## Extract provided
Current studies at LINC emphasize cross-disciplinary collaboration, multi-scale data integration, and advanced analytics.
Reproducible imaging-based brain growth charts for psychiatry
This project will aggregate, process, curate, and publicly release many of the largest studies of brain development (n>11,000 scans). Specifically, we will harmonize clinical measures across studies to derive comparable dimensions of psychopathology, which are integrated with harmonized functional and structural imaging data. Together, this project will create a large new public resource to study normal brain maturation and developmental abnormalities associated with psychopathology.
07/01/19 – 06/30/24
Longitudinal Mapping of Network Development Underlying Executive Dysfunction in Adolescencee
This proposal seeks to understand how abnormalities of brain network development produce executive dysfunction across psychiatric disorders. To do this, youth with both ADHD and psychosis-spectrum symptoms will be followed with detailed clinical and cognitive assessments over time, as well as advanced multi-modal imaging of evolving brain networks.
Inter-modal Coupling Image Analytics
Most studies of brain imaging collect many image types, but evaluate them in isolation. This project seeks to develop new statistical methods for integrating high-dimensional imaging data. Specifically, we will develop new techniques that describe the local coupling between disparate imaging methods that provide complementary aspects of brain structure and function.
Network Control and Functional Context: Mechanisms for TMS Response
This BRAIN initiative project leverages multi-disciplinary expertise to test the hypothesis that brain responses to transcranial magnetic stimulation are governed both by the network properties of the stimulation site and by the cognitive context of stimulation. Specifically, we predict that stimulation will be more effective if targeted using specific control points in each person’s brain network. Furthermore, we expect that stimulation when a specific brain circuit is already engaged will enhance responses to TMS.
09/01/18 – 08/31/22
Mapping Affective Instability in Youth Using Mobile Phenotyping and Brain Imaging
This study seeks to understand affective instability in young people, including those with borderline personality disorder and related conditions. To do this, we use advanced mobile phenomics to dynamically measure mood, activity, and sleep in real time. These measures are then integrated with multi-modal imaging of brain networks critical for emotion regulation.
01/02/2018 - 01/01/2022
Systematic Evaluation of Neuroimaging as a Biomarker for Pain
This effort supports a series of comprehensive meta-analysis of pain neuroimaging in both healthy volunteers and those with chronic pain conditions. Specific projects include meta-analyses of brain responses to pain in healthy volunteers, differential functional responses to pain in patients with chronic pain, and neurostructural alterations associated with chronic pain.
Longitudinal Multi-modal Neuroimaging of Irritability in Adolescence
The goal of this longitudinal study is to define how abnormal brain development in adolescence predisposes youth to symptoms of irritability. This is a five-year longitudinal follow-up from the Philadelphia Neurodevelopmental Cohort, and examines irritability on a dimensional basis across disorders. We characterize interacting executive and affective networks using multi-modal imaging, detailed clinical interviews, and specialized behavioral probes.

## Material supplied
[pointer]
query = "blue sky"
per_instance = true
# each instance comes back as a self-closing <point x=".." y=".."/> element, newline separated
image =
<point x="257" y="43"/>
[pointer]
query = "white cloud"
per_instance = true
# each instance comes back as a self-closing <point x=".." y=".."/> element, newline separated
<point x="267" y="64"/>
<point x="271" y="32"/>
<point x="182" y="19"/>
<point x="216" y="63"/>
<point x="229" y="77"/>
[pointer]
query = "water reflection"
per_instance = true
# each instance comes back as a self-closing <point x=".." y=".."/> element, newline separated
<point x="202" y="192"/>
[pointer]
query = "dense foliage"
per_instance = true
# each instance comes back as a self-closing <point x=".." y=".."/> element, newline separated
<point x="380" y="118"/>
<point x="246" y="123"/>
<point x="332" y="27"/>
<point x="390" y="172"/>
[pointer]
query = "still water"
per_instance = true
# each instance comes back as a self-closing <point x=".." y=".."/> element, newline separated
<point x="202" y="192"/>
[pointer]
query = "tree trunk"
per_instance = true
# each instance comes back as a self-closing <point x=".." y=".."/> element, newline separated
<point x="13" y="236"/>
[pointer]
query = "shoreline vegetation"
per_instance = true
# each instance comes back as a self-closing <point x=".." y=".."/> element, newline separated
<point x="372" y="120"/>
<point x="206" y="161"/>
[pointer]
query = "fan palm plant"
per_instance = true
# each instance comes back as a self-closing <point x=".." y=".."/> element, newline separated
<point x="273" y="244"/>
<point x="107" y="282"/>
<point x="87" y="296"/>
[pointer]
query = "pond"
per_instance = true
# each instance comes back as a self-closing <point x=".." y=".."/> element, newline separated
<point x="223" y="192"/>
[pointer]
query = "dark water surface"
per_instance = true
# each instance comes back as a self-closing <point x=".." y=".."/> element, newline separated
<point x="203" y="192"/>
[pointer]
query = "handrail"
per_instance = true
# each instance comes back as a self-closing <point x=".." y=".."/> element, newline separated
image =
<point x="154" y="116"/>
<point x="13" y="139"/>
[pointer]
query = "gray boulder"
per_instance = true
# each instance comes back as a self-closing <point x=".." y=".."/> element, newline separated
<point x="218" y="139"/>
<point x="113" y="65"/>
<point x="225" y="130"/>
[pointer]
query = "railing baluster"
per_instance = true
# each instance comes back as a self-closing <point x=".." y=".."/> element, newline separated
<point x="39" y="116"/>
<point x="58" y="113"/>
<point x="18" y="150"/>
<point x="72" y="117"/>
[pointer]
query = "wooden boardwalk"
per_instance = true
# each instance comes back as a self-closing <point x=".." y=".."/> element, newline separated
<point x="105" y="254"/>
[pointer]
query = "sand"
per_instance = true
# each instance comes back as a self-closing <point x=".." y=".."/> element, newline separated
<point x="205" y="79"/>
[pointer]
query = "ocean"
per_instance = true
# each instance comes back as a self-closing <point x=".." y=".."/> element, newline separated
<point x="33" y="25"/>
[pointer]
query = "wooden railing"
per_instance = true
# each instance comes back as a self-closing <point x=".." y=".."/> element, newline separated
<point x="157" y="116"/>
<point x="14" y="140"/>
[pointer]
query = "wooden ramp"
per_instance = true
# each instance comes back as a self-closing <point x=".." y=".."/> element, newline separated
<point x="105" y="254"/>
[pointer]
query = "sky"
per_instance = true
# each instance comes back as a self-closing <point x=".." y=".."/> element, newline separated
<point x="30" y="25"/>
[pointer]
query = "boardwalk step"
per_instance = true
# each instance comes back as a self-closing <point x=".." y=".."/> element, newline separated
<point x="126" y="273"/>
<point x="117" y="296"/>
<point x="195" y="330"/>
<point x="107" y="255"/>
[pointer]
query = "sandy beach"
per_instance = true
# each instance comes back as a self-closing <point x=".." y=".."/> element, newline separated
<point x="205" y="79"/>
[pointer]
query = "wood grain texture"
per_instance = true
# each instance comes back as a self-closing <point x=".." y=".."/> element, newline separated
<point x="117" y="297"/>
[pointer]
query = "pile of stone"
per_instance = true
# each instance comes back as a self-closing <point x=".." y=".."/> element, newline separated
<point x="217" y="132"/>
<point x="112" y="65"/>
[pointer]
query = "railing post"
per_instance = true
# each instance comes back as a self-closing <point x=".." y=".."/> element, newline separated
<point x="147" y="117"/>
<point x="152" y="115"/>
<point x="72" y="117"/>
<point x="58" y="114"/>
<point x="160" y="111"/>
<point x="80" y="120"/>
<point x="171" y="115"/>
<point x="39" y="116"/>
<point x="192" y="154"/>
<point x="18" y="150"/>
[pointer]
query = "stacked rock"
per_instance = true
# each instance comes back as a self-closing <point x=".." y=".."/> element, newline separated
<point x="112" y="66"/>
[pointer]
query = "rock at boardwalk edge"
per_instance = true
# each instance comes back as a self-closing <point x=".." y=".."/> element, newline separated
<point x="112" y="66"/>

## Required work
**1.** According to the LINC project descriptions, what does the TMS project predict will make stimulation more effective when used for targeting?
**2.** Return the passage of the LINC project descriptions from "07/01/19 – 06/30/24" up to and including "evolving brain networks.", copied word for word.

## Task responses
**1.** Specific control points in each person's brain network.

**2.**
07/01/19 – 06/30/24
Longitudinal Mapping of Network Development Underlying Executive Dysfunction in Adolescencee
This proposal seeks to understand how abnormalities of brain network development produce executive dysfunction across psychiatric disorders. To do this, youth with both ADHD and psychosis-spectrum symptoms will be followed with detailed clinical and cognitive assessments over time, as well as advanced multi-modal imaging of evolving brain networks.